◆ **Short problem**
Pull out each line that contains the string "toothbrush", matching case exactly.

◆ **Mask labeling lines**
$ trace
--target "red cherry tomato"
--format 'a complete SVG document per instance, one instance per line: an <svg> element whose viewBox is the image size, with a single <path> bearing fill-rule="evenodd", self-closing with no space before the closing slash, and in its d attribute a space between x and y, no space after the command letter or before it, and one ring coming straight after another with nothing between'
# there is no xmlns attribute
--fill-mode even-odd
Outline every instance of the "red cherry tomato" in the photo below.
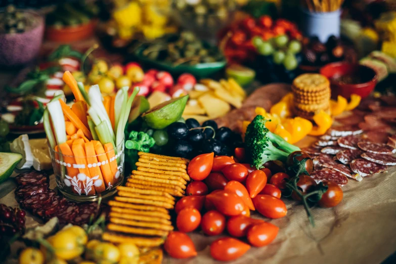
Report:
<svg viewBox="0 0 396 264"><path fill-rule="evenodd" d="M200 181L190 183L186 189L187 195L206 195L208 193L208 187Z"/></svg>
<svg viewBox="0 0 396 264"><path fill-rule="evenodd" d="M164 243L164 249L169 256L175 258L187 258L197 255L197 250L191 239L183 232L170 232Z"/></svg>
<svg viewBox="0 0 396 264"><path fill-rule="evenodd" d="M223 190L227 184L228 180L224 177L223 173L219 172L212 172L205 179L205 183L209 190Z"/></svg>
<svg viewBox="0 0 396 264"><path fill-rule="evenodd" d="M221 172L222 170L226 166L235 163L235 161L231 157L228 156L216 156L213 159L212 171Z"/></svg>
<svg viewBox="0 0 396 264"><path fill-rule="evenodd" d="M195 208L185 208L180 211L176 218L179 231L188 233L195 230L201 223L201 214Z"/></svg>
<svg viewBox="0 0 396 264"><path fill-rule="evenodd" d="M176 203L176 205L174 206L174 211L178 214L185 208L195 208L201 211L205 202L205 196L185 196Z"/></svg>
<svg viewBox="0 0 396 264"><path fill-rule="evenodd" d="M266 184L259 194L268 194L277 198L280 198L281 193L279 188L272 184Z"/></svg>
<svg viewBox="0 0 396 264"><path fill-rule="evenodd" d="M262 223L264 223L263 220L250 218L245 215L233 216L227 221L227 232L233 237L244 237L251 226Z"/></svg>
<svg viewBox="0 0 396 264"><path fill-rule="evenodd" d="M327 186L327 191L322 195L318 203L322 207L334 207L342 200L342 190L338 184L332 182L324 181L323 183Z"/></svg>
<svg viewBox="0 0 396 264"><path fill-rule="evenodd" d="M268 218L281 218L286 215L285 203L280 199L267 194L260 194L253 199L258 212Z"/></svg>
<svg viewBox="0 0 396 264"><path fill-rule="evenodd" d="M254 205L253 205L252 199L249 196L246 188L242 184L236 181L230 181L224 187L225 191L229 191L234 193L242 199L246 206L250 210L254 210Z"/></svg>
<svg viewBox="0 0 396 264"><path fill-rule="evenodd" d="M206 212L201 221L201 229L208 236L216 236L226 228L226 217L215 210Z"/></svg>
<svg viewBox="0 0 396 264"><path fill-rule="evenodd" d="M247 232L247 240L255 247L267 246L275 239L279 231L279 227L269 223L255 225Z"/></svg>
<svg viewBox="0 0 396 264"><path fill-rule="evenodd" d="M190 162L187 171L193 180L202 181L208 177L213 166L214 153L206 153L197 156Z"/></svg>
<svg viewBox="0 0 396 264"><path fill-rule="evenodd" d="M228 191L219 191L206 196L216 207L216 209L225 215L238 215L245 209L243 200L235 193Z"/></svg>
<svg viewBox="0 0 396 264"><path fill-rule="evenodd" d="M210 255L216 260L228 261L241 257L250 246L232 237L215 240L210 245Z"/></svg>
<svg viewBox="0 0 396 264"><path fill-rule="evenodd" d="M246 179L245 185L251 198L256 197L267 184L267 175L262 170L256 169L250 173Z"/></svg>
<svg viewBox="0 0 396 264"><path fill-rule="evenodd" d="M272 175L271 179L270 180L270 183L273 184L280 189L283 190L286 189L286 181L285 179L289 180L290 177L286 173L284 172L278 172Z"/></svg>
<svg viewBox="0 0 396 264"><path fill-rule="evenodd" d="M247 177L247 169L241 163L234 163L226 166L222 171L224 176L230 181L239 182L245 181Z"/></svg>

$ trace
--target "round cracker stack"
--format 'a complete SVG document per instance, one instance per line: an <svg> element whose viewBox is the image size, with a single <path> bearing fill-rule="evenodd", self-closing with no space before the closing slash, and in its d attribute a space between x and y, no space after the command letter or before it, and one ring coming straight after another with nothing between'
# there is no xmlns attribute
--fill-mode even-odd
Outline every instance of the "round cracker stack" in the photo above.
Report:
<svg viewBox="0 0 396 264"><path fill-rule="evenodd" d="M312 120L323 110L330 114L330 81L319 73L305 73L293 81L293 111L295 115Z"/></svg>

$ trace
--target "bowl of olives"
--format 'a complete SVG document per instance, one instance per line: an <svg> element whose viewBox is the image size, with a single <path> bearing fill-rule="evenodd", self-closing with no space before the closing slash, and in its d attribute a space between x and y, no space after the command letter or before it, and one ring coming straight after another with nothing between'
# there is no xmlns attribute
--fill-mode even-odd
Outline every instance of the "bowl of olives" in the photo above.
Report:
<svg viewBox="0 0 396 264"><path fill-rule="evenodd" d="M31 61L38 54L43 33L41 15L7 7L0 12L0 66L20 66Z"/></svg>

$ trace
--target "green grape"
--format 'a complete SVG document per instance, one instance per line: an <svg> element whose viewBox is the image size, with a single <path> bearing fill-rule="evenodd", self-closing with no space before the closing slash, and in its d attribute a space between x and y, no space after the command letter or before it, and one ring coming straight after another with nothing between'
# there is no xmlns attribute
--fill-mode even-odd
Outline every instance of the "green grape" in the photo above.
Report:
<svg viewBox="0 0 396 264"><path fill-rule="evenodd" d="M274 48L272 45L268 42L264 42L260 46L258 47L258 53L261 55L268 56L274 52Z"/></svg>
<svg viewBox="0 0 396 264"><path fill-rule="evenodd" d="M168 133L164 130L155 130L153 135L153 138L157 146L164 146L168 143Z"/></svg>
<svg viewBox="0 0 396 264"><path fill-rule="evenodd" d="M283 62L286 55L285 54L285 53L282 51L277 51L274 53L274 54L273 54L272 56L274 63L276 64L280 64Z"/></svg>
<svg viewBox="0 0 396 264"><path fill-rule="evenodd" d="M292 40L289 43L289 48L288 51L291 52L292 53L296 54L298 53L301 51L301 43L298 40Z"/></svg>

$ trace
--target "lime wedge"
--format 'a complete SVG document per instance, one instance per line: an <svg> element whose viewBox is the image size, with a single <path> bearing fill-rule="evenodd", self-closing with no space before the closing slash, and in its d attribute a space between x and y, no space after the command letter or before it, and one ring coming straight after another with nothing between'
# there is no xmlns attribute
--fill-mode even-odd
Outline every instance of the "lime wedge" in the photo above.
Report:
<svg viewBox="0 0 396 264"><path fill-rule="evenodd" d="M144 113L142 117L152 128L163 129L180 119L188 99L188 96L185 96L167 101Z"/></svg>
<svg viewBox="0 0 396 264"><path fill-rule="evenodd" d="M11 176L22 159L22 155L18 153L0 152L0 183Z"/></svg>
<svg viewBox="0 0 396 264"><path fill-rule="evenodd" d="M239 64L232 64L226 69L226 74L229 78L233 78L241 86L245 86L253 81L256 72L247 67Z"/></svg>

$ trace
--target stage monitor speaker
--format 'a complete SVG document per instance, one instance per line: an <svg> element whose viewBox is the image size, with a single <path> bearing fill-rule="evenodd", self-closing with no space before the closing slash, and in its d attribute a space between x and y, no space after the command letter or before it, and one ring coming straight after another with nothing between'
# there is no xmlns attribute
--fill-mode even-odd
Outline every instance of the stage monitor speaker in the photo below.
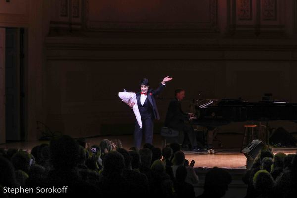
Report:
<svg viewBox="0 0 297 198"><path fill-rule="evenodd" d="M247 169L250 168L253 164L254 160L264 146L264 143L260 140L254 140L247 147L242 150L247 157Z"/></svg>

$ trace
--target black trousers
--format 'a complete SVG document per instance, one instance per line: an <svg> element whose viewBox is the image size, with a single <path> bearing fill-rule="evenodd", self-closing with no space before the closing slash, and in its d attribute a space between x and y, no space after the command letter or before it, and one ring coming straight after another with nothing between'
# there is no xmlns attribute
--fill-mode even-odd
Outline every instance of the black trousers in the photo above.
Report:
<svg viewBox="0 0 297 198"><path fill-rule="evenodd" d="M196 140L196 136L193 128L192 126L184 124L181 129L184 131L185 136L187 136L189 138L191 147L197 147L197 140Z"/></svg>
<svg viewBox="0 0 297 198"><path fill-rule="evenodd" d="M134 146L138 148L141 146L143 132L145 135L145 142L152 144L152 137L153 135L153 119L151 117L142 119L142 128L140 128L138 123L135 121L134 127Z"/></svg>

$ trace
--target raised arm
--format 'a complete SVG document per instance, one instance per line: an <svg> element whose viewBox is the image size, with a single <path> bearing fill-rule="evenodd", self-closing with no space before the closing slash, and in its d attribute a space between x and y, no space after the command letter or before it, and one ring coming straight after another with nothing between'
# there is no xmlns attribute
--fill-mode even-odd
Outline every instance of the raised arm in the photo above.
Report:
<svg viewBox="0 0 297 198"><path fill-rule="evenodd" d="M152 92L152 94L153 94L154 95L158 95L159 94L160 94L164 89L164 88L165 87L165 85L166 85L165 82L170 81L171 80L172 80L172 79L173 78L169 77L169 76L167 76L166 77L164 78L162 82L161 82L161 85L160 85L160 86L159 86L159 87L157 89L153 90L153 91Z"/></svg>

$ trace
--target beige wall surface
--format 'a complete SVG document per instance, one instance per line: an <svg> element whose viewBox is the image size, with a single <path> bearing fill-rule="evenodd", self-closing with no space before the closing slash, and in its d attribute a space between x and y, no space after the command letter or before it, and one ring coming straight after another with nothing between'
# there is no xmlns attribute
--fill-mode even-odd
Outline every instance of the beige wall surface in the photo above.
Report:
<svg viewBox="0 0 297 198"><path fill-rule="evenodd" d="M138 91L144 77L153 88L174 77L157 100L156 129L177 87L188 98L257 101L271 92L297 103L295 0L30 0L18 11L10 1L0 25L28 30L27 140L41 136L36 121L74 137L131 133L117 93Z"/></svg>

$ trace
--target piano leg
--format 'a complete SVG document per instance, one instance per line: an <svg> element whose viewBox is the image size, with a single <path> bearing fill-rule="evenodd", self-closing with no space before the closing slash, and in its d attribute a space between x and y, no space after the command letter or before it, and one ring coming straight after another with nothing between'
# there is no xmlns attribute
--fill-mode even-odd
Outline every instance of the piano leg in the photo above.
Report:
<svg viewBox="0 0 297 198"><path fill-rule="evenodd" d="M214 137L214 131L213 130L208 130L206 135L207 148L208 150L210 148L212 148L213 147L213 137Z"/></svg>

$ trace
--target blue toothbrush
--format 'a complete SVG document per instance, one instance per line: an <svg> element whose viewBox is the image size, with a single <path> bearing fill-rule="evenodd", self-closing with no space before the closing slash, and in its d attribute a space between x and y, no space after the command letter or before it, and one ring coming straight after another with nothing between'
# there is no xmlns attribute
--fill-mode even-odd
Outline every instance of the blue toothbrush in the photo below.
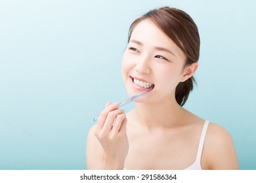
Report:
<svg viewBox="0 0 256 183"><path fill-rule="evenodd" d="M145 91L143 91L142 92L140 93L138 93L135 95L133 95L133 97L131 97L131 98L127 99L127 100L125 100L123 101L122 101L121 103L120 103L120 105L119 106L119 108L123 108L123 107L125 107L125 106L130 104L130 103L132 103L135 101L136 101L139 98L140 98L141 96L142 96L143 95L148 93L149 92L150 92L151 90L152 90L154 88L154 87L147 90L145 90ZM98 119L98 117L99 116L96 116L95 117L93 120L95 122L96 122Z"/></svg>

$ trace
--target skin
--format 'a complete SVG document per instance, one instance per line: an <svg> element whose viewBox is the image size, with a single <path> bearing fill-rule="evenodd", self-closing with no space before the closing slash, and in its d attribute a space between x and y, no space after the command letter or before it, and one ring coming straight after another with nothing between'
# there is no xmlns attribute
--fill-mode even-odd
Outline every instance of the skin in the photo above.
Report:
<svg viewBox="0 0 256 183"><path fill-rule="evenodd" d="M184 67L185 59L184 54L150 20L139 23L123 55L123 82L130 96L143 90L133 78L155 87L127 114L118 109L119 103L106 105L88 135L88 169L184 169L193 164L205 120L175 100L178 84L191 77L198 66L195 63ZM201 166L239 168L230 135L212 122Z"/></svg>

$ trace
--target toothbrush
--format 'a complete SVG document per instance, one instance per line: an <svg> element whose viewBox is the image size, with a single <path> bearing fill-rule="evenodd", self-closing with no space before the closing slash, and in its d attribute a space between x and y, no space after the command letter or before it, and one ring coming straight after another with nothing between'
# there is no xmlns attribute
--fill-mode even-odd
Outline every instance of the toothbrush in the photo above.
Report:
<svg viewBox="0 0 256 183"><path fill-rule="evenodd" d="M145 90L140 93L138 93L135 95L133 95L133 97L131 97L131 98L128 99L126 99L123 101L122 101L121 103L120 103L120 105L119 106L119 108L123 108L123 107L125 107L126 105L130 104L130 103L132 103L135 101L136 101L138 99L139 99L141 96L142 96L143 95L146 94L146 93L148 93L149 92L152 91L153 90L154 87L152 88L150 88L150 89L147 90ZM99 116L96 116L95 117L93 120L95 122L96 122L98 119L98 117Z"/></svg>

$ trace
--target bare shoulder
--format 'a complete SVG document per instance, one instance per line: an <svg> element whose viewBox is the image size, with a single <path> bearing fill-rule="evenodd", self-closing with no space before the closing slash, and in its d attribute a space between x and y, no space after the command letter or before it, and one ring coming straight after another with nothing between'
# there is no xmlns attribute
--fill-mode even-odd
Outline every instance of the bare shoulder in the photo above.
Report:
<svg viewBox="0 0 256 183"><path fill-rule="evenodd" d="M202 160L205 169L238 169L238 161L230 133L210 122L205 137Z"/></svg>
<svg viewBox="0 0 256 183"><path fill-rule="evenodd" d="M91 127L87 135L86 147L86 163L87 169L96 169L100 167L102 148L95 135L96 125Z"/></svg>

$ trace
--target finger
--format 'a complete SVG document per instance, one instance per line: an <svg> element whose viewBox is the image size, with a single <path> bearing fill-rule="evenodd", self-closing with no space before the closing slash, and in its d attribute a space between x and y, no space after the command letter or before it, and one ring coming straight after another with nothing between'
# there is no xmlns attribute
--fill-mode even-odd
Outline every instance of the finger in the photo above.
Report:
<svg viewBox="0 0 256 183"><path fill-rule="evenodd" d="M116 116L115 124L112 127L112 131L115 133L117 133L120 130L120 127L123 122L123 120L126 118L126 115L124 113L118 114Z"/></svg>
<svg viewBox="0 0 256 183"><path fill-rule="evenodd" d="M121 124L120 129L119 130L119 133L126 133L126 127L127 125L127 118L125 118L123 122Z"/></svg>
<svg viewBox="0 0 256 183"><path fill-rule="evenodd" d="M98 129L101 129L105 123L106 119L108 113L110 111L116 110L118 108L119 104L118 103L113 103L106 107L100 113L97 122Z"/></svg>
<svg viewBox="0 0 256 183"><path fill-rule="evenodd" d="M125 111L120 108L110 111L106 119L102 130L110 131L113 127L114 123L116 123L116 118L121 114L124 114L124 112Z"/></svg>
<svg viewBox="0 0 256 183"><path fill-rule="evenodd" d="M110 106L110 105L111 105L111 103L107 102L107 103L106 103L105 108L108 107Z"/></svg>

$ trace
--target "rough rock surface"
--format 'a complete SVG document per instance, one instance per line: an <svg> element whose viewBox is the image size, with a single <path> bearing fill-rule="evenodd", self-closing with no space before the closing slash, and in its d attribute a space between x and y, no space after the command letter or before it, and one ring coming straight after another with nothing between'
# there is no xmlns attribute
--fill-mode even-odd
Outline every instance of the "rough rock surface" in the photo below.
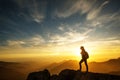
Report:
<svg viewBox="0 0 120 80"><path fill-rule="evenodd" d="M27 80L120 80L120 76L65 69L58 75L50 75L48 70L32 72Z"/></svg>

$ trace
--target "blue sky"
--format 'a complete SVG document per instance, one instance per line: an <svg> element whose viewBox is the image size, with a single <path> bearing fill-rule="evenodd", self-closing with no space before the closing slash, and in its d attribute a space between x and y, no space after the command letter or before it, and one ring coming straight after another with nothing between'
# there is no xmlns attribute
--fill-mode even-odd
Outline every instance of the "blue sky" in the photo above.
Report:
<svg viewBox="0 0 120 80"><path fill-rule="evenodd" d="M78 47L88 42L119 46L119 3L119 0L0 0L1 54L11 48L43 50L63 45L72 48L71 45Z"/></svg>

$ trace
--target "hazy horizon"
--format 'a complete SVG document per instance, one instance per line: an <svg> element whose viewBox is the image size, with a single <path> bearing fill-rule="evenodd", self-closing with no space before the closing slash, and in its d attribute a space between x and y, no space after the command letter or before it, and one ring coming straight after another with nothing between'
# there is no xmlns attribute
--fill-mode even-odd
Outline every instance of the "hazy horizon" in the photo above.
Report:
<svg viewBox="0 0 120 80"><path fill-rule="evenodd" d="M119 0L0 0L0 60L120 57Z"/></svg>

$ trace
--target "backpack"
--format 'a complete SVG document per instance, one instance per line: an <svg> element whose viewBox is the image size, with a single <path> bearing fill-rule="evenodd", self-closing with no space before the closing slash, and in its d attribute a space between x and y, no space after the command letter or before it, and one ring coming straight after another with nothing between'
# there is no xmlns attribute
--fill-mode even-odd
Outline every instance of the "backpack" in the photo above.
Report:
<svg viewBox="0 0 120 80"><path fill-rule="evenodd" d="M85 59L88 59L88 58L89 58L88 52L85 51Z"/></svg>

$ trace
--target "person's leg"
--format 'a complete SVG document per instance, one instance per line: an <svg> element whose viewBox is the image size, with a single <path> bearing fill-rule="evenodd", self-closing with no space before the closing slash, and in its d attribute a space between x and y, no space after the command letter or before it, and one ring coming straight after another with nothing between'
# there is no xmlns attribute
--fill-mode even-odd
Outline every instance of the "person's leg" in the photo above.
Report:
<svg viewBox="0 0 120 80"><path fill-rule="evenodd" d="M86 66L86 72L88 72L88 64L87 64L87 59L86 59L86 60L84 60L84 62L85 62L85 66Z"/></svg>
<svg viewBox="0 0 120 80"><path fill-rule="evenodd" d="M81 61L79 62L79 66L80 66L80 71L81 71L81 69L82 69L82 62L83 62L83 59L81 59Z"/></svg>

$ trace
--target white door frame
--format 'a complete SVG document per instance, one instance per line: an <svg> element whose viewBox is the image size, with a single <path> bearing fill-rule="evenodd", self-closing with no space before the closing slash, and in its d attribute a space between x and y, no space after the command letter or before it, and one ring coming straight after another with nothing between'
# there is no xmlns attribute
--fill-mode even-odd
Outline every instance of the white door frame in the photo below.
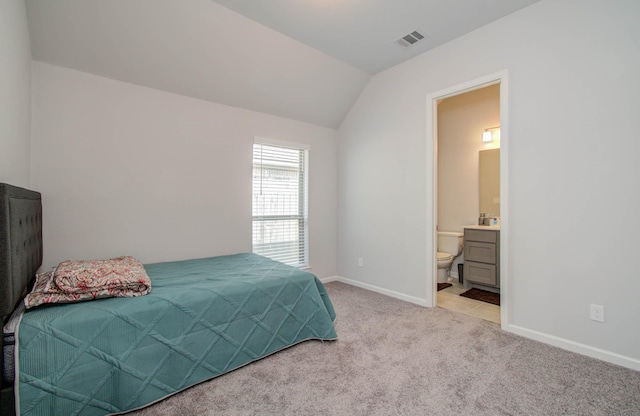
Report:
<svg viewBox="0 0 640 416"><path fill-rule="evenodd" d="M431 222L427 222L427 240L431 241L432 253L426 258L427 264L427 303L436 306L438 302L437 275L438 262L438 106L439 100L464 94L489 85L500 84L500 322L505 329L509 324L509 105L508 73L502 70L472 81L464 82L427 95L427 198L431 196ZM430 187L430 189L429 189ZM429 201L427 201L429 202ZM427 203L428 205L428 203Z"/></svg>

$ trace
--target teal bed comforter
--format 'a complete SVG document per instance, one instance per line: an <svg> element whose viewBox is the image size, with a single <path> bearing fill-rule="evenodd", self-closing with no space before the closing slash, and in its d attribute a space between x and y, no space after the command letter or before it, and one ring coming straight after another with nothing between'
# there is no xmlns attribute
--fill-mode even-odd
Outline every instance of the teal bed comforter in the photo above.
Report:
<svg viewBox="0 0 640 416"><path fill-rule="evenodd" d="M142 407L299 342L336 339L311 273L255 254L145 265L136 298L26 312L18 329L22 415Z"/></svg>

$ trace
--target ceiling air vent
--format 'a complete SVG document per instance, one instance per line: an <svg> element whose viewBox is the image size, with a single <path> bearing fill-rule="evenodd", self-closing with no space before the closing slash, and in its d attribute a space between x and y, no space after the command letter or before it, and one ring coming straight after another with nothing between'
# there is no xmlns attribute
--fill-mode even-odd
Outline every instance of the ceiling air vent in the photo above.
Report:
<svg viewBox="0 0 640 416"><path fill-rule="evenodd" d="M403 37L401 37L400 39L396 40L396 43L398 45L400 45L402 48L407 49L410 48L411 46L415 45L416 43L420 42L422 39L424 39L425 36L420 34L420 32L418 31L413 31Z"/></svg>

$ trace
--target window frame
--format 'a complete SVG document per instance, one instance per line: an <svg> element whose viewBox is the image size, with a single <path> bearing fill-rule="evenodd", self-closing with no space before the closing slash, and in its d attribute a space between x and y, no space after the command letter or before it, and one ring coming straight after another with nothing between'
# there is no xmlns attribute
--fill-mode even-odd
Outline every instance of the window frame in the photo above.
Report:
<svg viewBox="0 0 640 416"><path fill-rule="evenodd" d="M269 257L265 255L264 252L256 252L256 244L255 244L255 226L256 222L263 221L292 221L295 220L298 222L298 235L301 237L297 241L297 249L291 251L294 256L297 254L297 258L299 261L297 262L287 262L283 261L286 264L289 264L293 267L297 267L300 269L309 269L309 158L310 158L310 149L311 146L302 143L295 142L287 142L282 140L274 140L268 139L264 137L254 137L254 141L252 144L252 172L256 168L254 153L256 145L261 146L269 146L275 148L284 148L288 150L296 150L300 151L301 157L299 158L299 167L298 167L298 175L299 175L299 185L298 185L298 212L297 214L283 214L283 215L254 215L255 212L255 190L254 190L254 176L252 173L252 186L251 186L251 250L252 252L260 255L264 255L265 257ZM292 256L292 257L294 257ZM276 258L276 260L278 260Z"/></svg>

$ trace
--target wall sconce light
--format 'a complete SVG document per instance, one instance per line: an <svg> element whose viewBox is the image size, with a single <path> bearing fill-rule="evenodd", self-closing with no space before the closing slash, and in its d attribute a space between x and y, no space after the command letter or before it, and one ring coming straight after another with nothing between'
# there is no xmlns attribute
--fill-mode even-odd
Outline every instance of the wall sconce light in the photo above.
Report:
<svg viewBox="0 0 640 416"><path fill-rule="evenodd" d="M500 126L489 127L482 132L482 141L484 143L489 143L494 140L500 140Z"/></svg>

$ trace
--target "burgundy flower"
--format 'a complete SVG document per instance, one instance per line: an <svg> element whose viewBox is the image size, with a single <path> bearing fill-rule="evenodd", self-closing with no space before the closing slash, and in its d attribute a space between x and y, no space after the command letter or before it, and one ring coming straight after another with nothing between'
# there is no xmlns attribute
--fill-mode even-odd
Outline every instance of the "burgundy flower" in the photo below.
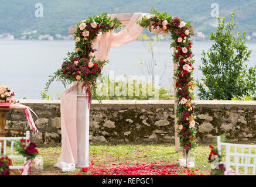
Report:
<svg viewBox="0 0 256 187"><path fill-rule="evenodd" d="M225 171L226 170L225 165L223 164L219 164L219 169Z"/></svg>
<svg viewBox="0 0 256 187"><path fill-rule="evenodd" d="M29 155L31 155L35 153L35 147L30 146L28 146L25 151L26 154L28 154Z"/></svg>
<svg viewBox="0 0 256 187"><path fill-rule="evenodd" d="M29 144L30 146L32 146L34 148L36 148L37 145L34 142L30 142L30 144Z"/></svg>
<svg viewBox="0 0 256 187"><path fill-rule="evenodd" d="M10 175L10 169L9 169L9 167L6 168L5 171L4 171L4 175Z"/></svg>

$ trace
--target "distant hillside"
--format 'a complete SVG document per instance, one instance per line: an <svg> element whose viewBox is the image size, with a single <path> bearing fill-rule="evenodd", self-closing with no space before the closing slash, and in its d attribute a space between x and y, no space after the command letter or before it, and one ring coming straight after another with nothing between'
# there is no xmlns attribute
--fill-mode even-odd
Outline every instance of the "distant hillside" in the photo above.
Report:
<svg viewBox="0 0 256 187"><path fill-rule="evenodd" d="M43 5L43 18L35 16L37 2ZM196 32L209 35L214 30L213 25L216 20L210 15L213 3L219 4L221 17L229 18L231 11L236 12L235 21L239 31L246 30L250 35L256 32L256 0L0 0L0 34L10 33L17 38L24 32L37 30L37 36L67 35L70 26L88 15L149 12L153 6L159 11L192 20Z"/></svg>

◆ **Answer in full**
--target blue toothbrush
Outline every instance of the blue toothbrush in the photo below.
--target toothbrush
Outline every instance of the toothbrush in the photo above.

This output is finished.